> [READING PASSAGE]:
Re: [PATCH 12/12] io_uring: support true async buffered reads, if file provides it

Jens Axboe <axboe@xxxxxxxxx> · Tue, 26 May 2020 07:50:49 -0600

On 5/26/20 1:44 AM, Pavel Begunkov wrote:
> On 25/05/2020 22:59, Jens Axboe wrote:
>> On 5/25/20 1:29 AM, Pavel Begunkov wrote:
>>> On 23/05/2020 21:57, Jens Axboe wrote:
>>>> If the file is flagged with FMODE_BUF_RASYNC, then we don't have to punt
>>>> the buffered read to an io-wq worker. Instead we can rely on page
>>>> unlocking callbacks to support retry based async IO. This is a lot more
>>>> efficient than doing async thread offload.
>>>>
>>>> The retry is done similarly to how we handle poll based retry. From
>>>> the unlock callback, we simply queue the retry to a task_work based
>>>> handler.
>>>>
>>>> Signed-off-by: Jens Axboe <axboe@xxxxxxxxx>
>>>> ---
>>>>  fs/io_uring.c | 99 +++++++++++++++++++++++++++++++++++++++++++++++++++
>>>>  1 file changed, 99 insertions(+)
>>>>
>>> ...
>>>> +
>>>> +	init_task_work(&rw->task_work, io_async_buf_retry);
>>>> +	/* submit ref gets dropped, acquire a new one */
>>>> +	refcount_inc(&req->refs);
>>>> +	tsk = req->task;
>>>> +	ret = task_work_add(tsk, &rw->task_work, true);
>>>> +	if (unlikely(ret)) {
>>>> +		/* queue just for cancelation */
>>>> +		init_task_work(&rw->task_work, io_async_buf_cancel);
>>>> +		tsk = io_wq_get_task(req->ctx->io_wq);
>>>
>>> IIRC, task will be put somewhere around io_free_req(). Then shouldn't here be
>>> some juggling with reassigning req->task with task_{get,put}()?
>>
>> Not sure I follow? Yes, we'll put this task again when the request
>> is freed, but not sure what you mean with juggling?
> 
> I meant something like:
> 
> ...
> /* queue just for cancelation */
> init_task_work(&rw->task_work, io_async_buf_cancel);
> + put_task_struct(req->task);
> + req->task = get_task_struct(io_wq_task);
> 
> 
> but, thinking twice, if I got the whole idea right, it should be ok as
> is -- io-wq won't go away before the request anyway, and leaving
> req->task pinned down for a bit is not a problem.

OK good, then I thin kwe agree it's fine.

>>>> +		task_work_add(tsk, &rw->task_work, true);
>>>> +	}
>>>> +	wake_up_process(tsk);
>>>> +	return 1;
>>>> +}
>>> ...
>>>>  static int io_read(struct io_kiocb *req, bool force_nonblock)

(Object location annotation records)
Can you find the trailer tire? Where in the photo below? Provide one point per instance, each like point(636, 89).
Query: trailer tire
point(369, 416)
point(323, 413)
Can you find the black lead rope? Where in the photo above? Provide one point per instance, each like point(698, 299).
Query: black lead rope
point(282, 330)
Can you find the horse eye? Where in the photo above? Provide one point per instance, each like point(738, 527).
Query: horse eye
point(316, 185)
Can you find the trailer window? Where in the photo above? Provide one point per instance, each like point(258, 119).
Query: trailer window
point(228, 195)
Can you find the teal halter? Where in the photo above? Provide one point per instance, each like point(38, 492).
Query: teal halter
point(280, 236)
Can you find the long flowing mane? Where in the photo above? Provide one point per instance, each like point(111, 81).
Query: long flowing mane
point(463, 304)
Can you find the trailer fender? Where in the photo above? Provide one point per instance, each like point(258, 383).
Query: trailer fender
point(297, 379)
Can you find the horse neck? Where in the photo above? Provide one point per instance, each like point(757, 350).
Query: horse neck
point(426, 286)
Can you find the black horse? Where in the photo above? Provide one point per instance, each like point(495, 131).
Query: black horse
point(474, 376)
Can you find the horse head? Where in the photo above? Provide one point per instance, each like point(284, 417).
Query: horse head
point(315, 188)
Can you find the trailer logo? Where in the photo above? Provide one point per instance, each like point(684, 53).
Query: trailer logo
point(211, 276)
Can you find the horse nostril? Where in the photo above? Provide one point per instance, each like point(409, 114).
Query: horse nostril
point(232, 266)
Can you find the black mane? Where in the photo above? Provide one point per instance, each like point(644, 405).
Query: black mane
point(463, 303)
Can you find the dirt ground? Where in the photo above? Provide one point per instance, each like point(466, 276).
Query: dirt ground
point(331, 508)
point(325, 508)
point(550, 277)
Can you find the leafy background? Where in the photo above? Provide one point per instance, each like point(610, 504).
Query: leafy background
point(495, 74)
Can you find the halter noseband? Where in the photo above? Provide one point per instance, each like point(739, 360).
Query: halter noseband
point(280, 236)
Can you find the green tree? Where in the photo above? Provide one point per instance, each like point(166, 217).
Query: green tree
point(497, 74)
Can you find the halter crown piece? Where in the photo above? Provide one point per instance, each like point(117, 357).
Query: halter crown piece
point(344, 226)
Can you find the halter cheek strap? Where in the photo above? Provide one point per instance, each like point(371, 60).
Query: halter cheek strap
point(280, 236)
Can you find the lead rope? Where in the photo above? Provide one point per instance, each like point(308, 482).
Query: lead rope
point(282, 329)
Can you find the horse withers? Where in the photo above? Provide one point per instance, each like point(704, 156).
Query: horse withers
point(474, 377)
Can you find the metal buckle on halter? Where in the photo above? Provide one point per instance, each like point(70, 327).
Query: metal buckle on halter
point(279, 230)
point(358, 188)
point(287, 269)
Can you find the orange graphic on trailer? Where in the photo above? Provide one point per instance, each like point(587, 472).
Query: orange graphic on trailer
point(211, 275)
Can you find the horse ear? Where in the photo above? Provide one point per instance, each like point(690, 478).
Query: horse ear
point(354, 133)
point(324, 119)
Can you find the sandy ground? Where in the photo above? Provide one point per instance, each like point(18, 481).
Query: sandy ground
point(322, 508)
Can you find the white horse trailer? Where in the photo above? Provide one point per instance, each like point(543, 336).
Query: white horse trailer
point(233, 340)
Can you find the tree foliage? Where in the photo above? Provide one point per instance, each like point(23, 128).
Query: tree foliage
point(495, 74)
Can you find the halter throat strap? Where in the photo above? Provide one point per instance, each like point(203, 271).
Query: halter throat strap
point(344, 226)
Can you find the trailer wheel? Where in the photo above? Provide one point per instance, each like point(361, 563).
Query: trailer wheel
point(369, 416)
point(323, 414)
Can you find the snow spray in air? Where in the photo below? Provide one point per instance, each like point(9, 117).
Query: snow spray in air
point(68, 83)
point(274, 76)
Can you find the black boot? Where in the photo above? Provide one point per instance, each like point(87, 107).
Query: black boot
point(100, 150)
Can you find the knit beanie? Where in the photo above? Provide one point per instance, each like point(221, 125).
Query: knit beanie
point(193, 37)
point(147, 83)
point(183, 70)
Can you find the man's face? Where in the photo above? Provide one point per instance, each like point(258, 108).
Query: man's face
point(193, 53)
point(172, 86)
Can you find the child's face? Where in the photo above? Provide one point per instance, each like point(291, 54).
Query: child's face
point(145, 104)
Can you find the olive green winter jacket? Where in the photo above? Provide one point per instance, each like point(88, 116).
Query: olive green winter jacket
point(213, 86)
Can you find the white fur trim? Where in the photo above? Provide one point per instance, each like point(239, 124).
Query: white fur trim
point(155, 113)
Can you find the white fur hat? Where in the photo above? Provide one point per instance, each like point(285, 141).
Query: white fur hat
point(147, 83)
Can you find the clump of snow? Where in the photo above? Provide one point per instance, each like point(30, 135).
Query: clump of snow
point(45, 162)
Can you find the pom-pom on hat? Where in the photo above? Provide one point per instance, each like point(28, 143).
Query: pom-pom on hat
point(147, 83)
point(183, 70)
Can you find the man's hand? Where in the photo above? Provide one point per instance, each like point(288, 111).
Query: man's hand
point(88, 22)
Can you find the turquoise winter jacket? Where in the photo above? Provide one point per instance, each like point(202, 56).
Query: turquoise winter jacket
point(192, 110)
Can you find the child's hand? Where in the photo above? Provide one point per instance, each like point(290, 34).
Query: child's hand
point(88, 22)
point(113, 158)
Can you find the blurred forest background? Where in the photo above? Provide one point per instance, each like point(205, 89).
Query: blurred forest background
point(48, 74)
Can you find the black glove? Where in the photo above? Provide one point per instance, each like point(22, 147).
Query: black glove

> [CHALLENGES]:
[1] In the io_uring patch thread, what is the page-unlocking retry approach to async IO said to be more efficient than?
[2] Copy the stretch of the io_uring patch thread from "Re: [PATCH 12/12]" through "async thread offload.".

> [RESPONSES]:
[1] Doing async thread offload.

[2]
Re: [PATCH 12/12] io_uring: support true async buffered reads, if file provides it

Jens Axboe <axboe@xxxxxxxxx> · Tue, 26 May 2020 07:50:49 -0600

On 5/26/20 1:44 AM, Pavel Begunkov wrote:
> On 25/05/2020 22:59, Jens Axboe wrote:
>> On 5/25/20 1:29 AM, Pavel Begunkov wrote:
>>> On 23/05/2020 21:57, Jens Axboe wrote:
>>>> If the file is flagged with FMODE_BUF_RASYNC, then we don't have to punt
>>>> the buffered read to an io-wq worker. Instead we can rely on page
>>>> unlocking callbacks to support retry based async IO. This is a lot more
>>>> efficient than doing async thread offload.